Start
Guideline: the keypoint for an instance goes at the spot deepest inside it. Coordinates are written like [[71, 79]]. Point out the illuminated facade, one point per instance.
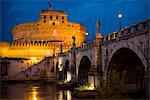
[[43, 38]]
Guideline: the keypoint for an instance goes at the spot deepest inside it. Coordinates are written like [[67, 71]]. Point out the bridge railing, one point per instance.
[[128, 32], [86, 46]]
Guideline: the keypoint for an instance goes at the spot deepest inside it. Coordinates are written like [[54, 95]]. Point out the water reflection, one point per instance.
[[64, 95], [33, 92]]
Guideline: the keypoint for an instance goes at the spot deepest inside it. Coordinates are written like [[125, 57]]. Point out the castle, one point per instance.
[[36, 40]]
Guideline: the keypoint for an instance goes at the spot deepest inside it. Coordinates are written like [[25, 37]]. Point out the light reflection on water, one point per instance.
[[34, 92]]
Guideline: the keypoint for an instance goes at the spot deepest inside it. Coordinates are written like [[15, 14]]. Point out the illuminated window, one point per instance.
[[62, 17], [53, 23], [51, 17], [44, 17]]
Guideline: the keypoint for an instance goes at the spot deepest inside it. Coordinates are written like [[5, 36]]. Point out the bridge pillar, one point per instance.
[[147, 83]]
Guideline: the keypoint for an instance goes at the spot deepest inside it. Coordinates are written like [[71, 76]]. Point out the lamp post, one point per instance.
[[120, 16], [28, 55], [86, 34], [68, 46]]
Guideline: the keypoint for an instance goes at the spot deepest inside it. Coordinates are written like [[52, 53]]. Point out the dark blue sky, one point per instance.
[[81, 11]]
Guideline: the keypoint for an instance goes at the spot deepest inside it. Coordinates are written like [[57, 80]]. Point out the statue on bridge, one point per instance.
[[74, 39]]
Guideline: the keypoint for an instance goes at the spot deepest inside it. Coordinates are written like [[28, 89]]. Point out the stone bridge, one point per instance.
[[125, 50]]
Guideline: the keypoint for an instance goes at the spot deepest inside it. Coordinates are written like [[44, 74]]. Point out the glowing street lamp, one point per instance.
[[68, 46], [120, 16], [86, 34]]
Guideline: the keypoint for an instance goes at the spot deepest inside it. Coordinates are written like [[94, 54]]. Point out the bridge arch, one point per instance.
[[126, 60], [79, 57], [84, 68], [131, 46]]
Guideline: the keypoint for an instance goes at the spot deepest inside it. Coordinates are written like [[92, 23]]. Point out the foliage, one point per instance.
[[114, 87]]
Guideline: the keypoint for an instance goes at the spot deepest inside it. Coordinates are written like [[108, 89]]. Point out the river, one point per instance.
[[33, 91]]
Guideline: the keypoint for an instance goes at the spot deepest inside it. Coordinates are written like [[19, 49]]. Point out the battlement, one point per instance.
[[47, 11]]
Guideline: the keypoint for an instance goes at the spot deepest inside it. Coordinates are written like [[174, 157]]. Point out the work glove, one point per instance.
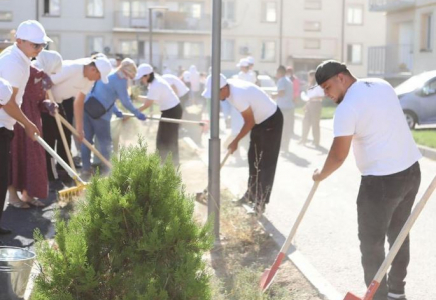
[[141, 117], [51, 107], [119, 114]]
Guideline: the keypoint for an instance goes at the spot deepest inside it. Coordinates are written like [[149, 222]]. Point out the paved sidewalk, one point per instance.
[[327, 236]]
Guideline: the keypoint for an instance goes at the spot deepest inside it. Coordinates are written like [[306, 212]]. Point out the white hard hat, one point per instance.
[[104, 66], [32, 31], [5, 92]]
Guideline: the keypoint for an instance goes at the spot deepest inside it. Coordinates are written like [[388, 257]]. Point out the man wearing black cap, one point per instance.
[[369, 115]]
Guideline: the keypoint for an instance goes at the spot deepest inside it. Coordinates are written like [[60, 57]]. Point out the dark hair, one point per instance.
[[151, 78], [281, 69]]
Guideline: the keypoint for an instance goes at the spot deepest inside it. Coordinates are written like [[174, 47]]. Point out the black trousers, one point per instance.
[[263, 153], [167, 140], [383, 205], [53, 138], [5, 149]]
End
◆ Work to be completed: Turn every entry above into a two-column CSV with the headers text and answer, one row per entry, with each field in double quotes and any line breaks replaced by spaces. Leave the pictures out.

◆ Complete answer:
text,answer
"Guideline: the keypoint for an instance goes at the spot deepest inside it. Coordinates are written like [[71, 79]]. Point out the illuminated facade, one point per instance.","[[43, 38]]"
"Guideline: the keypoint for an instance goes at the spot deepest inside it. Coordinates are written like [[67, 71]]. Point out the bridge railing, one point per instance.","[[128, 32], [86, 46]]"
"Guideline: the keypoint for an instance goes at the spot deepest inside it. Coordinates are written like [[54, 95]]. Point out the water reflection, one point per instance.","[[64, 95], [33, 92]]"
"Guideline: the keypoint for an instance goes at the spot deepest inside it. Coordinates are written like [[125, 57]]. Point out the castle, one point per instance.","[[36, 40]]"
"Guideline: the keypoint for an instance goes at the spot deepest inside it. Coordinates are written like [[25, 37]]. Point out the light reflection on water, one point per instance.","[[34, 92]]"
"Guideline: the keypoint for an instance goes at the spot deepest inside it. Coordinates are written like [[15, 14]]. Point out the illuminated window, one point per instance.","[[62, 17], [53, 23], [51, 17], [44, 17]]"
"Guideline: the keypoint for an instance goes at the spot deepest inside it. Coordinates are written like [[5, 36]]. Point out the bridge pillar, one point per instance.","[[147, 83]]"
"Guideline: the keypoint for an instance goes at the spot deepest inside it. Coordinates are written like [[71, 76]]. Point out the lamp post, one point per instance.","[[120, 16], [28, 55], [86, 34], [68, 46]]"
"Guideline: the keypoint for an instance goes at the spot deepest inside it. Coordinates are written like [[52, 53]]. Point out the dark blue sky, one point per instance.","[[81, 11]]"
"Guideline: the keypoint for an instance goes at the spot deepest inside it. Coordinates are written like [[57, 80]]. Point out the statue on bridge, one point per instance.","[[74, 39]]"
"Guideline: the keypoint for an instance goes at the spot deepest inside it. Coordinates are written like [[28, 89]]. Point out the stone bridge, one point per instance.","[[125, 50]]"
"Guideline: the keypoint for an instance goes at the spot deepest inside it. Coordinates are written like [[44, 74]]. Point out the glowing street lamp, one point per instance.","[[68, 46], [120, 16], [86, 34]]"
"Guideline: the keypoint for an instance goes at the spot deepest inside it. Coordinates are written like [[94, 54]]. Point out the bridge arch, one point per instance.","[[126, 60], [79, 57], [84, 68], [131, 46]]"
"Guideline: the keypoint for an instance goes at the spot deepest inside it. Coordinates are written like [[92, 23]]. Point out the foliage, one point per instance.","[[114, 87]]"
"Guideline: the keypoint for an instance goes at the spot deepest inside it. Coordinates are written like [[108, 89]]. Point out the river, one point per instance.","[[33, 91]]"
"Guideline: the keypoint for an instance goes at the spot deepest inside it. Coordinates are written like [[19, 49]]. Point out the battlement, one point per instance.","[[47, 11]]"
"Guideline: the keypoint for an instance goes at the spot deepest inside it. Coordinates are written like [[174, 157]]. Point out the work glove, one point per instance.","[[141, 117], [51, 107], [119, 114]]"
"Guideline: the keypoint for an instance goes at the spot deepest inside it. Coordinates are written like [[149, 222]]. Point out the paved sidewalk, one point per instance.","[[327, 236]]"
"Guideline: the keypoint for an instance goes at the spot deepest inside it. Coordinates are written like [[306, 212]]. Point out the white hard hat, one point per instance.","[[104, 66], [32, 31], [5, 92]]"
"Guideline: the keypoint for an instance goes at the spot deepest inside it. Coordinates are written like [[388, 257]]. Point out the man wearing black cap, one point per instance.","[[369, 115]]"
"Guideline: the keypoint for an instance goes at the spot deepest inside it. Coordinates are written like [[60, 57]]. Point out the dark hair, one point per instance.","[[151, 78], [281, 69]]"
"Guideline: the keypoint for an instance goes at the spot deepest inside it. Coordinates are written like [[174, 47]]. Point out the black trousers, one point per instance.","[[263, 153], [167, 140], [383, 205], [53, 138], [5, 149]]"